▶ _Directions_:
Track down each line below containing the string "instance" and copy it.

Collected data:
☆ ☆ ☆ ☆

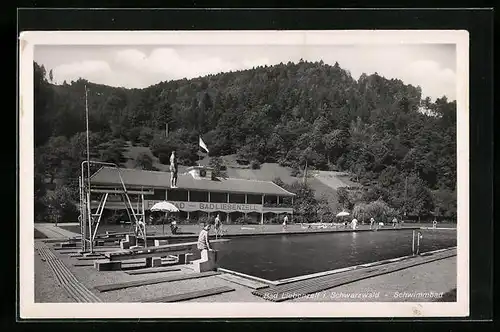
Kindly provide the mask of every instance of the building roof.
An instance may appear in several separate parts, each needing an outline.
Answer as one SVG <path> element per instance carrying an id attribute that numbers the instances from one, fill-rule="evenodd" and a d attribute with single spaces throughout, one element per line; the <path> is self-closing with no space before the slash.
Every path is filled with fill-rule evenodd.
<path id="1" fill-rule="evenodd" d="M 120 173 L 127 187 L 170 188 L 169 172 L 120 168 Z M 101 167 L 92 174 L 90 182 L 101 186 L 121 185 L 118 170 L 113 167 Z M 177 185 L 179 189 L 189 190 L 295 196 L 271 181 L 235 178 L 208 180 L 195 179 L 191 174 L 179 174 Z"/>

☆ ☆ ☆ ☆

▶ _Problem solution_:
Kindly provide the mask of every instance of the building roof.
An instance may appear in several separate parts, each needing an outline.
Answer as one SVG <path> element per instance carrying an id attribute that numbers the instances from one, fill-rule="evenodd" and a d attribute with single spaces throughout, one element per line; the <path> is self-closing with no space before the slash.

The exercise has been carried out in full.